What you will do =>
Reproduce the listing below word for word, from the line containing "give the outline of every instance of the boy's" through the end of the listing.

Data entries =>
*****
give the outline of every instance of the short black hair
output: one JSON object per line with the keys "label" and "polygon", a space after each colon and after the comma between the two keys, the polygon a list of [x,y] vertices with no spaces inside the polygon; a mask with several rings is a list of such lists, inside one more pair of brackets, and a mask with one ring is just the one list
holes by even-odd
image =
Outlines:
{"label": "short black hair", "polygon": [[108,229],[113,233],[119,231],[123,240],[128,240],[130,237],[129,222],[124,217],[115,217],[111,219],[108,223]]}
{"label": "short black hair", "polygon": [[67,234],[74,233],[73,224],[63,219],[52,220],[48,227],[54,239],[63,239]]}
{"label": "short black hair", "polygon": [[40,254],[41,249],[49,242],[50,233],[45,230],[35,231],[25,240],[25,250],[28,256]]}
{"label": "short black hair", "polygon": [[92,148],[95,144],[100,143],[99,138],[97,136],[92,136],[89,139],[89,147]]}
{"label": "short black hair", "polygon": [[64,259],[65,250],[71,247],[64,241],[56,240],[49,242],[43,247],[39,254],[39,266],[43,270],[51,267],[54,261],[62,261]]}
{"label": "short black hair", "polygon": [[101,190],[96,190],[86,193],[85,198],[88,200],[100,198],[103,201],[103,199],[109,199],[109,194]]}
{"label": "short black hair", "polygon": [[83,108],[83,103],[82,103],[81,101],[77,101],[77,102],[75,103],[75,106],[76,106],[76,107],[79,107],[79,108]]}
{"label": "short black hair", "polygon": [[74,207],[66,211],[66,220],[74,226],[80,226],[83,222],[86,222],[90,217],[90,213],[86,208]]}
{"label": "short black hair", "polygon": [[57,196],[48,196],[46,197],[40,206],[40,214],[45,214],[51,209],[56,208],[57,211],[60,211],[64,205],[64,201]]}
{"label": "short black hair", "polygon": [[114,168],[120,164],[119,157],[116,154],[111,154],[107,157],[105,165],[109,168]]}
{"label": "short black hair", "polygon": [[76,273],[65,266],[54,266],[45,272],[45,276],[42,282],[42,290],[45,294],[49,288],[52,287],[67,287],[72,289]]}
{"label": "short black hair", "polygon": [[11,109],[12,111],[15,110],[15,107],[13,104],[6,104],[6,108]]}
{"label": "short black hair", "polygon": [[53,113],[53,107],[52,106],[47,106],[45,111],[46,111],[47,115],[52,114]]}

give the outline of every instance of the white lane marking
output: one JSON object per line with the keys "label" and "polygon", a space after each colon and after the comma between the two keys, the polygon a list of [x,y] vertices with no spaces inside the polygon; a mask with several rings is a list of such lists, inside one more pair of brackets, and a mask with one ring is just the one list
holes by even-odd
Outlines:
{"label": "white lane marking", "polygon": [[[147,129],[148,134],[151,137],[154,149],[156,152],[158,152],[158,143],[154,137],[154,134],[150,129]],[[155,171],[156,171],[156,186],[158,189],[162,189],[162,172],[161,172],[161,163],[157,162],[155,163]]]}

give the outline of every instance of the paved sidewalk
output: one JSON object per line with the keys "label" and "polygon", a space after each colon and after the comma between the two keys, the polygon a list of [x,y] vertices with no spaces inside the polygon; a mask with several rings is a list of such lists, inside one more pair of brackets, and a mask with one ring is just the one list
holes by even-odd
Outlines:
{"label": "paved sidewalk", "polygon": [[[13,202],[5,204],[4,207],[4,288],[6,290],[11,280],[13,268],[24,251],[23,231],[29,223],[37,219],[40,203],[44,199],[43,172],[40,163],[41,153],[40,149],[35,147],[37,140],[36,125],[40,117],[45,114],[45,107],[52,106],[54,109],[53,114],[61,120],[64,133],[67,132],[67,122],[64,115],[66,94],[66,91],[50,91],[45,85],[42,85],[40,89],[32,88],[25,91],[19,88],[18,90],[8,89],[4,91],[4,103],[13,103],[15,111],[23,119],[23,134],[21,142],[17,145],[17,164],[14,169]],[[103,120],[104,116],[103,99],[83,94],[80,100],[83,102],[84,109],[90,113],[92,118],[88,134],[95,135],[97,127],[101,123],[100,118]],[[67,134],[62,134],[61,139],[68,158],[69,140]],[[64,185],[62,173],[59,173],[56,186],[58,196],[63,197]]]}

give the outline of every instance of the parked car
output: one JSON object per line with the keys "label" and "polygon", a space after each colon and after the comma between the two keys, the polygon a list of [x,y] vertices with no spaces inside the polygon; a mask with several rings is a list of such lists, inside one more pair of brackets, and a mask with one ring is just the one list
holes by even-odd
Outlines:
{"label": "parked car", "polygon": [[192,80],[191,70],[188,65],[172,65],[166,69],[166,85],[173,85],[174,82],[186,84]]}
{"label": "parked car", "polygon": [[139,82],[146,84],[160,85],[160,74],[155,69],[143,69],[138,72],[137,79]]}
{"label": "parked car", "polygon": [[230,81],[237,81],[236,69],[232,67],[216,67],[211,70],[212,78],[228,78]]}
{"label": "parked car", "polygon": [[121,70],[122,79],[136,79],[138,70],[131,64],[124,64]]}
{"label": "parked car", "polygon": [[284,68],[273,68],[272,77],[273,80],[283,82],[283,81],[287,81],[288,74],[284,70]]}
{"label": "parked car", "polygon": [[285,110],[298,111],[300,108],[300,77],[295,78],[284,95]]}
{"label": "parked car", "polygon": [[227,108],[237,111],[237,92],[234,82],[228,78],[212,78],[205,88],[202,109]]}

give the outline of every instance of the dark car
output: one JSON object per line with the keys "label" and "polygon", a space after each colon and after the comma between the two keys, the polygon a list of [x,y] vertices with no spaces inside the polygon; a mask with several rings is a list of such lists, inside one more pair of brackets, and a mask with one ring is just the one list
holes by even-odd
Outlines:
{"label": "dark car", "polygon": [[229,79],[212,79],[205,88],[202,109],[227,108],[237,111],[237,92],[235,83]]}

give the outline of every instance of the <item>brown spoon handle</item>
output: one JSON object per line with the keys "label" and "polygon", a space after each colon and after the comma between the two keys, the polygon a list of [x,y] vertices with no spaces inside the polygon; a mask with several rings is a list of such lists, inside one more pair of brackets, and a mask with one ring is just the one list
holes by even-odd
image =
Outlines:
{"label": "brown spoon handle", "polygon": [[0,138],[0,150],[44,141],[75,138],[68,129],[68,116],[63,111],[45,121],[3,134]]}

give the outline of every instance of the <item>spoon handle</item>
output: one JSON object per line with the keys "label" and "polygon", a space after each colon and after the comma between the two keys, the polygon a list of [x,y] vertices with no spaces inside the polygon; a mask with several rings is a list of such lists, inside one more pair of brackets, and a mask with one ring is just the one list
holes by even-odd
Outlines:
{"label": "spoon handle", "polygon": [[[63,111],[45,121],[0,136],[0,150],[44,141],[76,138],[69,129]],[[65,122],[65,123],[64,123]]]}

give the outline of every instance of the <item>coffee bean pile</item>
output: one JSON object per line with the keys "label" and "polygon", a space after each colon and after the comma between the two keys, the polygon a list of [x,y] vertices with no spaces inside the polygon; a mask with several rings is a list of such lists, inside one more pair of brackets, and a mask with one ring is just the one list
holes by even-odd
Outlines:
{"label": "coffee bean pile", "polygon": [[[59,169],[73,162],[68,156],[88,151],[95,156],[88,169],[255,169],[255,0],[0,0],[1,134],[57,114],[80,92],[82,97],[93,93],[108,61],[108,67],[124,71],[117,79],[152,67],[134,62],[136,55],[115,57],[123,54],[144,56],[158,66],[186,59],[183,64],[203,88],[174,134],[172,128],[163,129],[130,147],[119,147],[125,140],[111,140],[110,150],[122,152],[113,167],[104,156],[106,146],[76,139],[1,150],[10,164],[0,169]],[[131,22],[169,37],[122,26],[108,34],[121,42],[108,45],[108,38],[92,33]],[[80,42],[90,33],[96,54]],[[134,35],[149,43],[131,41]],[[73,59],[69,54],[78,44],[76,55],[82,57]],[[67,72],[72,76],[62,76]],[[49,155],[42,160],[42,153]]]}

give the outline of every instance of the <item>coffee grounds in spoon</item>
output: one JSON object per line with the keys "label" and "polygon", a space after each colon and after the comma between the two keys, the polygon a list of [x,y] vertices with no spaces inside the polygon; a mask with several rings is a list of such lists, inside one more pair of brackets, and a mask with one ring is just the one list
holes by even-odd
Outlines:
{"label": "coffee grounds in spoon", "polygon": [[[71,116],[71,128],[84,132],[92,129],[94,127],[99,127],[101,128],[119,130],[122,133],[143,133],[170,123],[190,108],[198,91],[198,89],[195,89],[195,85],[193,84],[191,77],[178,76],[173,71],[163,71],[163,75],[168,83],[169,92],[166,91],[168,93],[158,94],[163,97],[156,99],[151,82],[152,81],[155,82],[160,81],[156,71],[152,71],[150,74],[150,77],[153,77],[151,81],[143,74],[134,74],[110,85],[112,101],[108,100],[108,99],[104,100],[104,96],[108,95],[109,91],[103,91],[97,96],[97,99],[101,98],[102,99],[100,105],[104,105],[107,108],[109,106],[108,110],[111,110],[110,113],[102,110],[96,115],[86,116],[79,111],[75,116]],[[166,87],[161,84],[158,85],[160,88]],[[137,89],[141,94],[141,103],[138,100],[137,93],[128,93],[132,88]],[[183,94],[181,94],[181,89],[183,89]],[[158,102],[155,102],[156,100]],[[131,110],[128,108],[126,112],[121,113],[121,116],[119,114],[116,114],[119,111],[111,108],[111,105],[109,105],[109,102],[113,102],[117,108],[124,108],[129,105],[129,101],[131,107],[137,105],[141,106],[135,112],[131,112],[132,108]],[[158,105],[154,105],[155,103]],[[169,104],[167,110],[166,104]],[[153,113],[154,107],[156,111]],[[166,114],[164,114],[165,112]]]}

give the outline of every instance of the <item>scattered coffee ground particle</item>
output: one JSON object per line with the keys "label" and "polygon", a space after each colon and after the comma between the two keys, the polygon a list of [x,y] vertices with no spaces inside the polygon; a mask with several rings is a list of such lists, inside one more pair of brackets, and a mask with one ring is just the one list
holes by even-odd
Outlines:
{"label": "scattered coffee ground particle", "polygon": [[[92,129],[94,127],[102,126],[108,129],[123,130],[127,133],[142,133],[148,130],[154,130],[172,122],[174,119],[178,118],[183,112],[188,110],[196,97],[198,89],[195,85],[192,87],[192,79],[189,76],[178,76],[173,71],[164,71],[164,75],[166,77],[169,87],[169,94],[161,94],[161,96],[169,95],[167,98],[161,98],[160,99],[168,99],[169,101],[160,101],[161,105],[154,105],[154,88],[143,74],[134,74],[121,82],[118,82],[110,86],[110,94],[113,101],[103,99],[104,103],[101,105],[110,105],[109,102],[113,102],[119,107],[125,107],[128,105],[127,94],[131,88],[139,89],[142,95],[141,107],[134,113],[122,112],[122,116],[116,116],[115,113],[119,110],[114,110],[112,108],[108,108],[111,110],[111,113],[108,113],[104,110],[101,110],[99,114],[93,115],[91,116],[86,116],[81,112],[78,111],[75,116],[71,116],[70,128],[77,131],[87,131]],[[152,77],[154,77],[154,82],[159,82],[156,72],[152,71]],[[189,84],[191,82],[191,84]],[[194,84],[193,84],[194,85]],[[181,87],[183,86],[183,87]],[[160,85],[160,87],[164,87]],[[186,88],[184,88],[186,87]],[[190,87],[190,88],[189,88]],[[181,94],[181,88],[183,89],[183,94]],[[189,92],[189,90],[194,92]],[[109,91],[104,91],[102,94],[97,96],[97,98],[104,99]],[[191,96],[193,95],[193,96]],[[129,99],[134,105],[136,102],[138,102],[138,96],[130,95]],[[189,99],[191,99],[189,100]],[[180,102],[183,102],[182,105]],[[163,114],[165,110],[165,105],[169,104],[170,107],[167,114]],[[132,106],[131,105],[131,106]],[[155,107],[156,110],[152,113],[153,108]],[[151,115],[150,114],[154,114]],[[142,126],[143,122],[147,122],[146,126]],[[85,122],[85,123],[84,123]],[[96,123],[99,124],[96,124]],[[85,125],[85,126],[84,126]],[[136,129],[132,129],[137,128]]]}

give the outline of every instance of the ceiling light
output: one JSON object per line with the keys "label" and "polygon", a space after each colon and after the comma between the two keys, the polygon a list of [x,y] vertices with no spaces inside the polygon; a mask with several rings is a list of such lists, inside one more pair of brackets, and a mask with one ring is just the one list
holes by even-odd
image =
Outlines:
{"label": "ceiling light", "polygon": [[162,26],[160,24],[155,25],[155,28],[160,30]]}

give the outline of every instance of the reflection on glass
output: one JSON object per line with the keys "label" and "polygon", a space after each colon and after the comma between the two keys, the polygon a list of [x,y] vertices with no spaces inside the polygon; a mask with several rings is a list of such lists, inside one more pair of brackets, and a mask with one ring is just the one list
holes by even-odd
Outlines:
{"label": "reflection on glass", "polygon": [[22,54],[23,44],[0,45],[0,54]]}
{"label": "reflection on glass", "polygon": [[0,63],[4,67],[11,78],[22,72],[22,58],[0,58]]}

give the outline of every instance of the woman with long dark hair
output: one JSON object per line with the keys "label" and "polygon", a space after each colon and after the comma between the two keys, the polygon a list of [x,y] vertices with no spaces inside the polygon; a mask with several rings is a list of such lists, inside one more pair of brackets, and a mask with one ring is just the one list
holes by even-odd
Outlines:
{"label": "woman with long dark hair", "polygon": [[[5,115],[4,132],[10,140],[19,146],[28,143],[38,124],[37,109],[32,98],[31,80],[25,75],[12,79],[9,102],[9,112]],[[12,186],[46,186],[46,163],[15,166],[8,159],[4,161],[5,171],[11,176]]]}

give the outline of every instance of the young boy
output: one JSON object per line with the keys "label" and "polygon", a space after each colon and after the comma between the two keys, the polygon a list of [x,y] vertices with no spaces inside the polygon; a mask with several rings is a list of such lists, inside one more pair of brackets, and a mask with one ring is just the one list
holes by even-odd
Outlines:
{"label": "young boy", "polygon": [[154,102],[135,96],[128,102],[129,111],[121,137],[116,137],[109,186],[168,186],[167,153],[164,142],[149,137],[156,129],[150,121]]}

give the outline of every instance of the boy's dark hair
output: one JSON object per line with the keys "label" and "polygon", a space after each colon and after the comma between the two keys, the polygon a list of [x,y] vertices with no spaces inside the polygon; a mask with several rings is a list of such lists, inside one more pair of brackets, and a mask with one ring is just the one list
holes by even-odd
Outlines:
*****
Answer to the task =>
give the outline of every instance of the boy's dark hair
output: one JSON object per line with the keys "label" and "polygon", a space after each colon and after the comma between the two keys, the polygon a list of [x,y] vertices with no spaces inside the polygon; a mask with several rings is a list of such lists, inside one more pair of brackets, and a mask with one ring is just the one list
holes by even-odd
Outlines:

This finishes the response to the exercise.